» TASK PROMPT:
Put each line of the data below into a JSON list of strings, one string per line, skipping blank lines and leaving out the pictures.

» INFORMATION SHOWN:

....

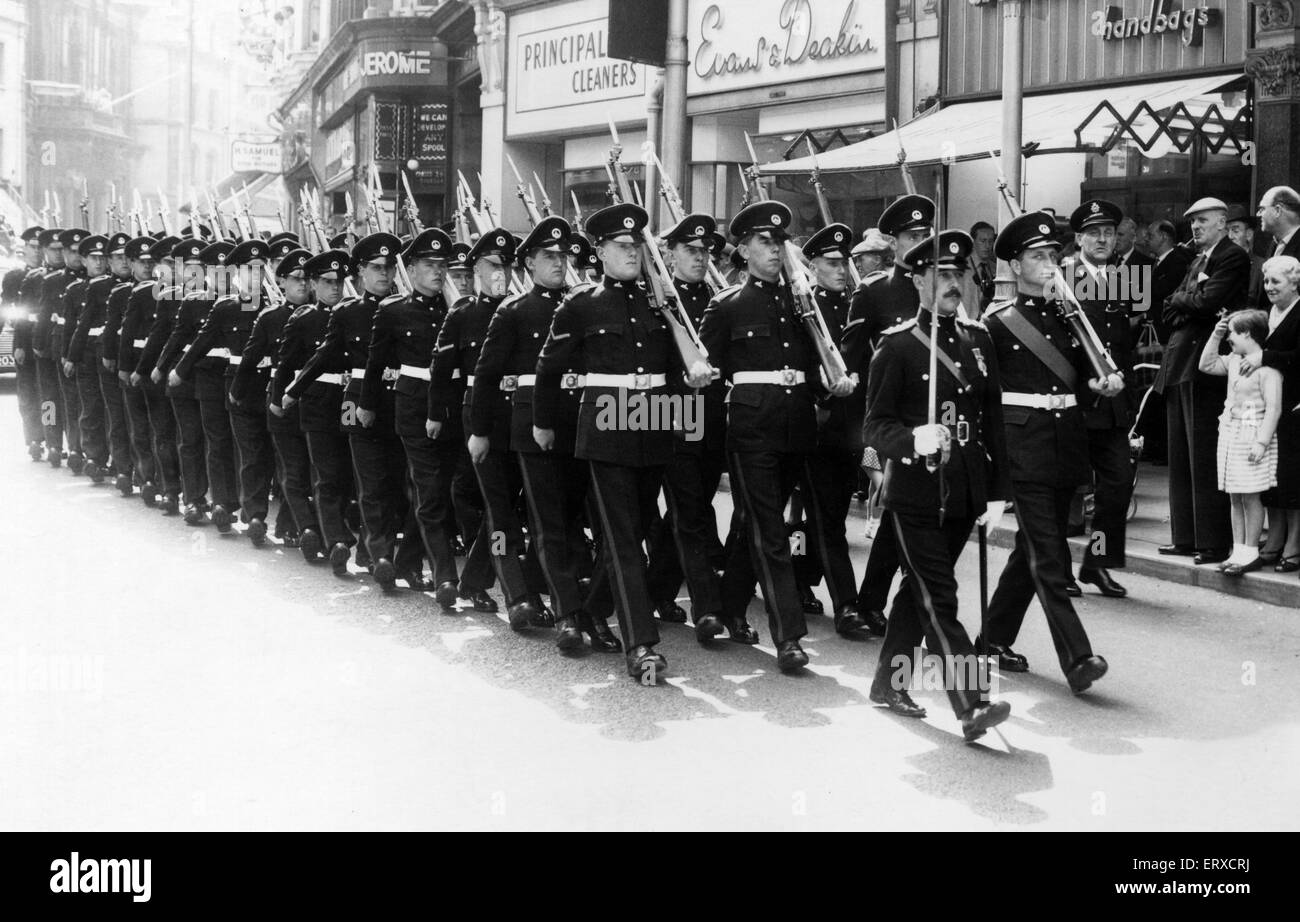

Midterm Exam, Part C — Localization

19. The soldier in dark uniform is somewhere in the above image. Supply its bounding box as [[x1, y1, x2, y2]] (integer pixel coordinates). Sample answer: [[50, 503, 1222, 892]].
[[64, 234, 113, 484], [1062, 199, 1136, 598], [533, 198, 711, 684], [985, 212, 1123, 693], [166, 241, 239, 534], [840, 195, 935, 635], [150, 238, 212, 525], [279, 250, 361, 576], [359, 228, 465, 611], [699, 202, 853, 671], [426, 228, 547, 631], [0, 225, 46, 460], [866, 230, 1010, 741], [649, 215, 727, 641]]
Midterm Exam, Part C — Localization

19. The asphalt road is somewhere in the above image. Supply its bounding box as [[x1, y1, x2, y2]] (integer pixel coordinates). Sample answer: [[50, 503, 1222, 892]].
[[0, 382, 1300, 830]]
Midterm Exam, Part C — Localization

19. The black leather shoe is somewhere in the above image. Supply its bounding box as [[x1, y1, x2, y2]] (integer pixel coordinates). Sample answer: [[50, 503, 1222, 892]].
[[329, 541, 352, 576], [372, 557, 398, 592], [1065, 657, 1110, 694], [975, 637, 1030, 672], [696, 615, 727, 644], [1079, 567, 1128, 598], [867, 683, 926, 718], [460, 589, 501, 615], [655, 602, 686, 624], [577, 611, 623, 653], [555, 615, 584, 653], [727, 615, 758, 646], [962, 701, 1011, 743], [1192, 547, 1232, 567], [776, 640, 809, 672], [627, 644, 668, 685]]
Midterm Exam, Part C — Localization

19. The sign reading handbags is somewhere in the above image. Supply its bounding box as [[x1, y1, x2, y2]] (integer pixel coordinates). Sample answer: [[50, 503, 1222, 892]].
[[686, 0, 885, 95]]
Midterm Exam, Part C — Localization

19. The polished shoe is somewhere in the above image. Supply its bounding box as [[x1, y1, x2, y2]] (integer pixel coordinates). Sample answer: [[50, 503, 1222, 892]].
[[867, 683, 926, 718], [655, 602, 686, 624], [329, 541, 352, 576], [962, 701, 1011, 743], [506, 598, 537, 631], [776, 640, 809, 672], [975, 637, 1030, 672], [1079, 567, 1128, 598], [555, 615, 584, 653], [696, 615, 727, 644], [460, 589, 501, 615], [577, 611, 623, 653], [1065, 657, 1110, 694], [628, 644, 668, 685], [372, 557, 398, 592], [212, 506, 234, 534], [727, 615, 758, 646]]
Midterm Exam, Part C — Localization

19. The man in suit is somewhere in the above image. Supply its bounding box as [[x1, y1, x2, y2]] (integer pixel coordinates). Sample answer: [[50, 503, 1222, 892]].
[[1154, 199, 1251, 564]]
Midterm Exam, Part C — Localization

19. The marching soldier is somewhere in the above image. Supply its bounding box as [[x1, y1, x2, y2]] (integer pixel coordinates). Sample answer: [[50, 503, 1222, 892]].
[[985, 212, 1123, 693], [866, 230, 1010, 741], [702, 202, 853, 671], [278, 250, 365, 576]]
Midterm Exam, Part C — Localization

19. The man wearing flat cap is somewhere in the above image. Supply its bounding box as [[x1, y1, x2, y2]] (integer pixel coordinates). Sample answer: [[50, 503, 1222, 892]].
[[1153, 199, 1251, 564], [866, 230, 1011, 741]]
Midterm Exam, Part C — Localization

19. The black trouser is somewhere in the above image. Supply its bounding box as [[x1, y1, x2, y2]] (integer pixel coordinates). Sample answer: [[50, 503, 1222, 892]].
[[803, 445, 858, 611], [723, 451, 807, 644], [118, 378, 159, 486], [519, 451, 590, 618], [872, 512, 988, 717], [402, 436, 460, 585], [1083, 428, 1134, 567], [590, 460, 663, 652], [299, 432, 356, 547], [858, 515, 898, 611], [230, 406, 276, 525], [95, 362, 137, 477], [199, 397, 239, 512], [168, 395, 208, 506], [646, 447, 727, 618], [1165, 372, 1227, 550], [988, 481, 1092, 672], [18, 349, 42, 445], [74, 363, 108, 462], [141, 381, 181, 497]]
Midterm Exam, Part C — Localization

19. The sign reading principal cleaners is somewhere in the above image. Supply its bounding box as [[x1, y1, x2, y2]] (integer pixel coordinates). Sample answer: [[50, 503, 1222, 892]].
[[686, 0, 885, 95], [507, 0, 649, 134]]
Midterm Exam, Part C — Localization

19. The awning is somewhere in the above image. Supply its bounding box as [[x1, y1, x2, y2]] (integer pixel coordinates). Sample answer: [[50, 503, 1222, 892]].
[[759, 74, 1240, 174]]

....

» WORKED ANSWER:
[
  "Midterm Exam, Part C — Localization",
  "19. The soldier in dark uniform is somewhere in the above image. Supply its bounding box as [[x1, y1, x2, y2]] (integer pixel coordinates). Sample answer: [[50, 503, 1222, 892]].",
  "[[64, 234, 113, 484], [1062, 199, 1136, 598], [533, 198, 711, 684], [985, 212, 1123, 693], [166, 241, 239, 534], [840, 195, 935, 635], [150, 238, 212, 525], [279, 250, 361, 576], [359, 228, 465, 611], [699, 202, 853, 671], [426, 228, 547, 631], [0, 225, 46, 460], [866, 230, 1010, 741], [649, 215, 727, 641]]",
  "Midterm Exam, Part C — Localization",
  "19. The asphalt road is somewhere in the above image. Supply its bounding box as [[x1, y1, x2, y2]] (integer pixel coordinates). Sample answer: [[50, 503, 1222, 892]].",
  "[[0, 382, 1300, 830]]",
  "Midterm Exam, Part C — Localization",
  "19. The black leather shoe is somewhere in the above image. Supply its bounding box as [[x1, y1, x2, y2]] (integer pixel coordinates). Sample answer: [[50, 503, 1222, 892]].",
  "[[329, 541, 352, 576], [372, 557, 398, 592], [1065, 657, 1110, 694], [975, 637, 1030, 672], [696, 615, 727, 644], [1079, 567, 1128, 598], [867, 683, 926, 718], [460, 589, 501, 615], [655, 602, 686, 624], [577, 611, 623, 653], [555, 615, 584, 653], [727, 615, 758, 646], [962, 701, 1011, 743], [1192, 547, 1232, 567], [776, 640, 809, 672], [627, 644, 668, 685]]",
  "Midterm Exam, Part C — Localization",
  "19. The sign reading handbags is somewhere in the above image. Supply its bounding box as [[x1, y1, x2, y2]] (integer pixel coordinates). Sample answer: [[50, 503, 1222, 892]].",
  "[[686, 0, 885, 95]]",
  "Midterm Exam, Part C — Localization",
  "19. The polished shoe is somewhere in the above image. Supply its bounding box as [[x1, y1, x2, y2]] (integer pixel coordinates). Sample answer: [[50, 503, 1222, 892]].",
  "[[867, 683, 926, 718], [655, 602, 686, 624], [329, 541, 352, 576], [962, 701, 1011, 743], [506, 598, 537, 631], [776, 640, 809, 672], [975, 637, 1030, 672], [1079, 567, 1128, 598], [555, 615, 584, 653], [696, 615, 727, 644], [460, 589, 501, 615], [577, 611, 623, 653], [1065, 657, 1110, 694], [628, 644, 668, 685], [372, 557, 398, 592], [212, 506, 234, 534], [727, 615, 758, 646]]",
  "Midterm Exam, Part C — Localization",
  "19. The man in suit is somewhere in the above image. Supply its bounding box as [[x1, y1, x2, y2]] (integer pixel coordinates). Sample answer: [[50, 503, 1222, 892]].",
  "[[1154, 199, 1251, 564]]",
  "Midterm Exam, Part C — Localization",
  "19. The marching soldier is somewhere in the above image. Supply its bounding box as [[x1, y1, x2, y2]] (integer pixel coordinates). Sample answer: [[50, 503, 1222, 892]].",
  "[[985, 212, 1123, 693], [866, 230, 1010, 741], [702, 202, 853, 671], [278, 250, 365, 576]]",
  "Midterm Exam, Part C — Localization",
  "19. The man wearing flat cap is somewhere in the above image. Supply its bounding box as [[x1, y1, x2, y2]] (integer pixel coordinates). Sample answer: [[50, 503, 1222, 892]].",
  "[[1153, 199, 1251, 564], [866, 230, 1011, 741]]",
  "Midterm Exam, Part C — Localization",
  "19. The black trouser is somewhere in the above image. Supply its bounding box as [[x1, y1, x2, y2]] (integer pixel coordinates). Sample answer: [[50, 503, 1222, 892]].",
  "[[803, 445, 858, 611], [723, 451, 807, 644], [118, 378, 159, 486], [519, 451, 590, 618], [872, 512, 988, 717], [402, 436, 460, 585], [1083, 428, 1134, 567], [590, 460, 663, 652], [299, 432, 356, 547], [858, 515, 898, 611], [230, 406, 276, 525], [95, 362, 137, 477], [199, 397, 239, 512], [168, 395, 208, 506], [646, 447, 727, 618], [1165, 372, 1227, 550], [988, 481, 1092, 672], [18, 349, 42, 445], [74, 363, 108, 462], [141, 381, 181, 497]]",
  "Midterm Exam, Part C — Localization",
  "19. The sign reading principal cleaners is somewhere in the above image. Supply its bounding box as [[x1, y1, x2, y2]] (integer pixel coordinates). Sample answer: [[50, 503, 1222, 892]].",
  "[[686, 0, 885, 95], [507, 0, 649, 134]]",
  "Midterm Exam, Part C — Localization",
  "19. The awning is somewhere in the above image. Supply its bounding box as [[x1, y1, x2, y2]] (integer pixel coordinates). Sample answer: [[50, 503, 1222, 892]].",
  "[[759, 74, 1240, 174]]"
]